[Taxacom] FW: formation of zoological names with Mc, Mac, et
Francisco Welter-Schultes
fwelter at gwdg.de
Tue Sep 1 06:48:12 CDT 2009
Daniel,
use of initials in zoology.
> "I have another funny example on the use of initials.
> www.faunaeur.org currently records a species as Tandonia nigra (C.
> Pfeiffer 1849). There is an error in this string. The species was
> spelled correctly, but it was not described by C. Pfeiffer in 1849.
> Now try to find out the error. Carl Pfeiffer was an important
> malacologist and published in the 1820s. L. Pfeiffer was even more
> important and published in the mid-1800s, including several papers
> in 1849. K. L. Pfeiffer published in the 1950s, also in malacology."
> Is it the year or the author that is wrong? It must have been either
> described by C. Pfeiffer earlier and got a new combination by maybe
> another Pfeiffer in 1849, or it was described by one of the other
> two Pfeiffers (L. or K.L.).
A new combination would not be recorded in zoology, this would very
unlikely be an error source.
What you suspected was exactly what I had suspected - either the
initial of C. Pfeiffer was correct and the year wrong or the inital
wrong and the year correct. I spent much time unsuccessfully trying
to find the species using this strategy.

(What to work on):
- a) From the post on Pfeiffer initials, extract the passage from "[Taxacom] FW: formation" up to and including "Pfeiffer in 1849.".
- b) In the post on Pfeiffer initials, why does the reply call a new combination a very unlikely source of the error?

(Raw records):
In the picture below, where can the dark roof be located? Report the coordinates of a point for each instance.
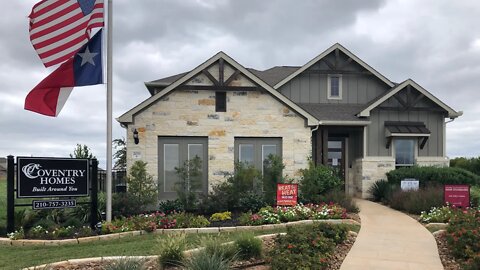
(333, 112)
(406, 127)
(274, 75)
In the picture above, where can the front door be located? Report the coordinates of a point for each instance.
(336, 155)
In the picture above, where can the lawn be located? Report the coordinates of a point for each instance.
(12, 257)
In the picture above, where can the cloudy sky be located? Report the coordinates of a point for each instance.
(434, 42)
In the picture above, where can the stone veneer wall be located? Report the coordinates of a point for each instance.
(192, 113)
(371, 169)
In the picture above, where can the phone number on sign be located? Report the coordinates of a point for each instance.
(52, 204)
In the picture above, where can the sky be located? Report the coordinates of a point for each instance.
(434, 42)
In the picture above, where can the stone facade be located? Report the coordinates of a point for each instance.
(369, 170)
(192, 113)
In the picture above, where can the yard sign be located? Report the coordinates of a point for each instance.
(287, 194)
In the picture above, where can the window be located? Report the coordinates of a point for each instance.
(254, 151)
(404, 152)
(174, 152)
(334, 87)
(220, 101)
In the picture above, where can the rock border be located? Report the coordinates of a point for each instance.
(26, 242)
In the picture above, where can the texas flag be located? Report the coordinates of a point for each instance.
(85, 68)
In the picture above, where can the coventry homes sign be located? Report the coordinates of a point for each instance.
(52, 177)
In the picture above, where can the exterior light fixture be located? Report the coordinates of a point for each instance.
(135, 136)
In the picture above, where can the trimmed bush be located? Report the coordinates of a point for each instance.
(248, 246)
(433, 175)
(170, 250)
(204, 260)
(339, 197)
(306, 247)
(380, 190)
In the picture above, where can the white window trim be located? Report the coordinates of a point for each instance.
(415, 152)
(164, 160)
(340, 86)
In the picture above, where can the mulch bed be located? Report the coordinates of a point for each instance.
(448, 261)
(334, 262)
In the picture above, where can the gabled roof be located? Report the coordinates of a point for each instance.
(379, 100)
(327, 52)
(128, 116)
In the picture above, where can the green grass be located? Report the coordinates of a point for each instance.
(12, 257)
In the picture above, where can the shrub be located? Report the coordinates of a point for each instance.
(125, 263)
(437, 214)
(248, 246)
(204, 260)
(170, 206)
(190, 174)
(475, 196)
(170, 250)
(316, 181)
(306, 247)
(380, 190)
(213, 246)
(339, 197)
(141, 185)
(221, 216)
(415, 202)
(463, 235)
(272, 174)
(429, 175)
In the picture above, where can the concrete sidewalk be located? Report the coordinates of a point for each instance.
(390, 239)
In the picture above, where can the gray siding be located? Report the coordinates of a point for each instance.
(376, 131)
(312, 88)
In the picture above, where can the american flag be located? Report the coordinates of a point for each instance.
(59, 28)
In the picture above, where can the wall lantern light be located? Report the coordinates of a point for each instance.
(135, 136)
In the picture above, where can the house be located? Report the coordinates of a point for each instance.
(335, 108)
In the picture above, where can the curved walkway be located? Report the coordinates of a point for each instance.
(389, 239)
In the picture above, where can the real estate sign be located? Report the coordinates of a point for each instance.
(287, 194)
(457, 195)
(52, 177)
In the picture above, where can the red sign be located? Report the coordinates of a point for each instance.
(287, 194)
(457, 195)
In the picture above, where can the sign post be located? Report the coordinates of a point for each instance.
(457, 195)
(287, 194)
(40, 177)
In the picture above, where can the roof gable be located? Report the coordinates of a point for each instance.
(334, 48)
(451, 113)
(201, 77)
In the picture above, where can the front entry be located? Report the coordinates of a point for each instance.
(339, 147)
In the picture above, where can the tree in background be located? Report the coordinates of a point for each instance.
(82, 151)
(120, 155)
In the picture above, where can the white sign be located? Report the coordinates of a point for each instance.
(136, 155)
(409, 184)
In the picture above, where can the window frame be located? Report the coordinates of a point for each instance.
(329, 86)
(258, 145)
(184, 143)
(220, 101)
(415, 151)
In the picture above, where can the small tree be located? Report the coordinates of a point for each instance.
(141, 184)
(190, 182)
(120, 154)
(82, 151)
(317, 181)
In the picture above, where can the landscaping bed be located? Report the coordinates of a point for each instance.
(330, 233)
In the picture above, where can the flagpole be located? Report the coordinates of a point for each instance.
(109, 111)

(Solutions by task):
- a)
[Taxacom] FW: formation of zoological names with Mc, Mac, et
Francisco Welter-Schultes
fwelter at gwdg.de
Tue Sep 1 06:48:12 CDT 2009
Daniel,
use of initials in zoology.
> "I have another funny example on the use of initials.
> www.faunaeur.org currently records a species as Tandonia nigra (C.
> Pfeiffer 1849). There is an error in this string. The species was
> spelled correctly, but it was not described by C. Pfeiffer in 1849.

- b) A new combination would not be recorded in zoology.